Exercise task:
Output, word for word, the stretch from the first line of the entries through the line containing "point(796, 928)", including both of those lines.

Rows from a pointing dataset:
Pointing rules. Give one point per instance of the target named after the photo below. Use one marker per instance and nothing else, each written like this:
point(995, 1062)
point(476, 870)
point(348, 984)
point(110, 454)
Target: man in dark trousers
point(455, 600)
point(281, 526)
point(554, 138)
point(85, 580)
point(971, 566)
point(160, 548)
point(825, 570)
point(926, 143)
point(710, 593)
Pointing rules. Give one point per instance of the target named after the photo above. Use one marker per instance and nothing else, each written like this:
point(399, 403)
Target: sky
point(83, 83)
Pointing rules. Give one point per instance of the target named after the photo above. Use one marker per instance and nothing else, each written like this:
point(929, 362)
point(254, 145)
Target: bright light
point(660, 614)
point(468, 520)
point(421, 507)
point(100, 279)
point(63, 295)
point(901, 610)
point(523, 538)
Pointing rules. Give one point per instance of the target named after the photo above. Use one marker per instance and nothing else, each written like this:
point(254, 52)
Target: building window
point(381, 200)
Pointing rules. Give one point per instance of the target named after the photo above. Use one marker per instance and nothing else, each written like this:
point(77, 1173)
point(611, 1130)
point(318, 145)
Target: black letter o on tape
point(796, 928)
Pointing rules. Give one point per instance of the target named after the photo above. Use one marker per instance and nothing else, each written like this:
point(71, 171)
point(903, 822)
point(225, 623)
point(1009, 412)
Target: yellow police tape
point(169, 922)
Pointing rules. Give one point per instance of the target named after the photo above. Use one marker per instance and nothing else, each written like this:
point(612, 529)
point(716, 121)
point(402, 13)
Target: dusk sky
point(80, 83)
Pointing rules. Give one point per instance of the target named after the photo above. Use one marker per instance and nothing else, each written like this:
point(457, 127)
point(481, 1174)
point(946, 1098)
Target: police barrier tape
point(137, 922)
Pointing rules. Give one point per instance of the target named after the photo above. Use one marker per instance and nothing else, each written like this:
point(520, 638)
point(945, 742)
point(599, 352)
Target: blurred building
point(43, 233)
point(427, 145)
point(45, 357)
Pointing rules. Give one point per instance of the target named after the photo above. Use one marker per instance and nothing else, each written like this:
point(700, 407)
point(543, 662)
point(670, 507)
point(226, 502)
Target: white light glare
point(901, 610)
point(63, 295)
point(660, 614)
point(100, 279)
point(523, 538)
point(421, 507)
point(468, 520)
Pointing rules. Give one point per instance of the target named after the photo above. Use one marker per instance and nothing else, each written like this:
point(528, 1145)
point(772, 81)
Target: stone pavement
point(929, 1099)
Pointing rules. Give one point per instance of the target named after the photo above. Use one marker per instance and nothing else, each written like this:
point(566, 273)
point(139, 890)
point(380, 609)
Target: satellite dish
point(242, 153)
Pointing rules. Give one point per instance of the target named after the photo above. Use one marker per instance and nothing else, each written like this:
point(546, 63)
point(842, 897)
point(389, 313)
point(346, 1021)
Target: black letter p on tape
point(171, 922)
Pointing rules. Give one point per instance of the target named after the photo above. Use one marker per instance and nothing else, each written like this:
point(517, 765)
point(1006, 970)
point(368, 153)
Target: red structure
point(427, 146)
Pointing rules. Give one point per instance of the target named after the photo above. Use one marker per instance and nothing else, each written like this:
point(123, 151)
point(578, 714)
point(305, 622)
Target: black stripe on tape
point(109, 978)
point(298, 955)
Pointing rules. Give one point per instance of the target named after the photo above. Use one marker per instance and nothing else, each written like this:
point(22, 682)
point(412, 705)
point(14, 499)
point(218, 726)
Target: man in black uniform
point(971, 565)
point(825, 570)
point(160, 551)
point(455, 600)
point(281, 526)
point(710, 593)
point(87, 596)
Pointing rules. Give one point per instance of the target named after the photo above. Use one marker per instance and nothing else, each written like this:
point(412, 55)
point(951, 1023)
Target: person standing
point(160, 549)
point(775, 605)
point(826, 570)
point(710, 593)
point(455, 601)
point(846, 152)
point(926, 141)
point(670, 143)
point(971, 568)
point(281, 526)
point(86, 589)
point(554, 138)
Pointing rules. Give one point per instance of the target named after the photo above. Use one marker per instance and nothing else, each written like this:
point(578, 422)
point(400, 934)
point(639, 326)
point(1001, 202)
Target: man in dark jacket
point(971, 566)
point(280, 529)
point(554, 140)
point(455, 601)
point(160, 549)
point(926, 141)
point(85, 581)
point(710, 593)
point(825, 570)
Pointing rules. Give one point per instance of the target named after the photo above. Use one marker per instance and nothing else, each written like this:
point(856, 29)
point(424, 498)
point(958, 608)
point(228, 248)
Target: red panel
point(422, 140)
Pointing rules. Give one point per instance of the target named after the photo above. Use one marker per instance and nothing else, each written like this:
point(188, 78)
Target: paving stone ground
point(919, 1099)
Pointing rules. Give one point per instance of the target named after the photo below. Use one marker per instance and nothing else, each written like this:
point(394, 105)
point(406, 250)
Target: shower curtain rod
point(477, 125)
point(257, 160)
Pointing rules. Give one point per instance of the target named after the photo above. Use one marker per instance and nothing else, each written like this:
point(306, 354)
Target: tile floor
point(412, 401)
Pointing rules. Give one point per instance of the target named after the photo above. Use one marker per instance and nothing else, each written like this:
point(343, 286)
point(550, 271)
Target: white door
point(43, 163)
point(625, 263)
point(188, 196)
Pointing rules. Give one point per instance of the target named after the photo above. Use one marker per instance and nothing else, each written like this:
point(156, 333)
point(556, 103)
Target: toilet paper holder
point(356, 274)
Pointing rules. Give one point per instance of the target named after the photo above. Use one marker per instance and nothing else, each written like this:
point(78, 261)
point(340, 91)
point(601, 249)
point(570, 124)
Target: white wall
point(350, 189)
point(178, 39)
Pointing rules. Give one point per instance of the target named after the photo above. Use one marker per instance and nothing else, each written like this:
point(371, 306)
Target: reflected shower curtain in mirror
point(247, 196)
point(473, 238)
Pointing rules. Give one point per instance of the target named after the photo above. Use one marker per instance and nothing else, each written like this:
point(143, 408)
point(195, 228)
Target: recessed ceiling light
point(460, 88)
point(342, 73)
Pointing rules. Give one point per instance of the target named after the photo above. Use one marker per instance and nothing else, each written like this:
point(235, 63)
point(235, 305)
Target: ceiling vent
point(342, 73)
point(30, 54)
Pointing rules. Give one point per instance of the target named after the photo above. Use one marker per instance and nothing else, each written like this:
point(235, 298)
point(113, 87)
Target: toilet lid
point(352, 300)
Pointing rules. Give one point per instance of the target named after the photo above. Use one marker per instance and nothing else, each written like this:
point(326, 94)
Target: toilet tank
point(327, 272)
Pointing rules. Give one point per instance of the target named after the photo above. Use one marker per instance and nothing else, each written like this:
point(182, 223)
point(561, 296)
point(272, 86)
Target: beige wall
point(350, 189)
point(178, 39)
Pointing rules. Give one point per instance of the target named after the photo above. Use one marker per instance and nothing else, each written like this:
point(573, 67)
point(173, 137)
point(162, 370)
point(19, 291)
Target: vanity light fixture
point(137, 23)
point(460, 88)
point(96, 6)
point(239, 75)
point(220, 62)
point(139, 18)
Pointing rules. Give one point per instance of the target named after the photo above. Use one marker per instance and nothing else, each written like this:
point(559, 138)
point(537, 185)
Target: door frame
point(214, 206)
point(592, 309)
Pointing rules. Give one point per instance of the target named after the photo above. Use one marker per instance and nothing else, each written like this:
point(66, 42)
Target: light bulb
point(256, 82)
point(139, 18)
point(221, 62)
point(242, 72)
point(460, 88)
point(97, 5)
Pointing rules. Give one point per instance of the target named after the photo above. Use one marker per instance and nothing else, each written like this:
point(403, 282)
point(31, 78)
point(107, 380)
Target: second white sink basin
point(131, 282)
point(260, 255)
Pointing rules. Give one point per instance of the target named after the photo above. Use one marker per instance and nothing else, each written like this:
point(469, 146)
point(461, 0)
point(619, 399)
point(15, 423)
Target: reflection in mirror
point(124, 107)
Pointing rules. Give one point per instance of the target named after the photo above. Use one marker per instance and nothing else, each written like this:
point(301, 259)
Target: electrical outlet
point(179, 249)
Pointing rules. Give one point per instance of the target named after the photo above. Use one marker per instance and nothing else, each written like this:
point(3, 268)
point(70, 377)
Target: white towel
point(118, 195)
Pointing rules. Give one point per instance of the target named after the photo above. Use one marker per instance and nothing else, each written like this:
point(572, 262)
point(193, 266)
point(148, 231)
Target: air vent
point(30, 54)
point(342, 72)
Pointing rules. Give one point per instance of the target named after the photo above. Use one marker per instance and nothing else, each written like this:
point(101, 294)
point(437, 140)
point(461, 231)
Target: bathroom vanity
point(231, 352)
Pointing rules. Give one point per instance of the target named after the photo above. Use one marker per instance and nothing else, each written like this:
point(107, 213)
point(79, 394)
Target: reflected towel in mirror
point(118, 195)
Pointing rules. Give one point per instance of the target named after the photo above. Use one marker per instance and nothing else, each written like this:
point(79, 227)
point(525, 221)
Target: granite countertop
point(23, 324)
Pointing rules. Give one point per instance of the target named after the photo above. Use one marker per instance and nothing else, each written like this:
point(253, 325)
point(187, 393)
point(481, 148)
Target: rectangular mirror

The completed task:
Pointing rules. Give one point per instance of the target named after the photo below. Use one marker per instance and nothing else, each written like this:
point(995, 1062)
point(476, 870)
point(348, 984)
point(110, 454)
Target: man in dark trousers
point(455, 600)
point(281, 526)
point(554, 138)
point(85, 580)
point(971, 566)
point(160, 548)
point(825, 570)
point(926, 143)
point(710, 593)
Pointing rules. Give one point per instance of the target named after the photo above. Use one marker per instance and nothing else, each written like this:
point(399, 403)
Target: sky
point(83, 83)
Pointing rules. Give one point per instance of the target named after the photo above. Use one marker per instance and nothing else, each written like this:
point(929, 362)
point(254, 145)
Target: bright light
point(660, 614)
point(468, 520)
point(421, 507)
point(100, 279)
point(63, 295)
point(901, 610)
point(523, 538)
Pointing rules. Give one point per instance of the target named after the photo above. Use one marker per instance and nothing else, each written like this:
point(254, 52)
Target: building window
point(381, 200)
Pointing rules. Give one point per instance of the target named after the photo above. Use one marker per instance and nothing else, each written like this:
point(77, 1173)
point(611, 1130)
point(318, 145)
Target: black letter o on tape
point(796, 928)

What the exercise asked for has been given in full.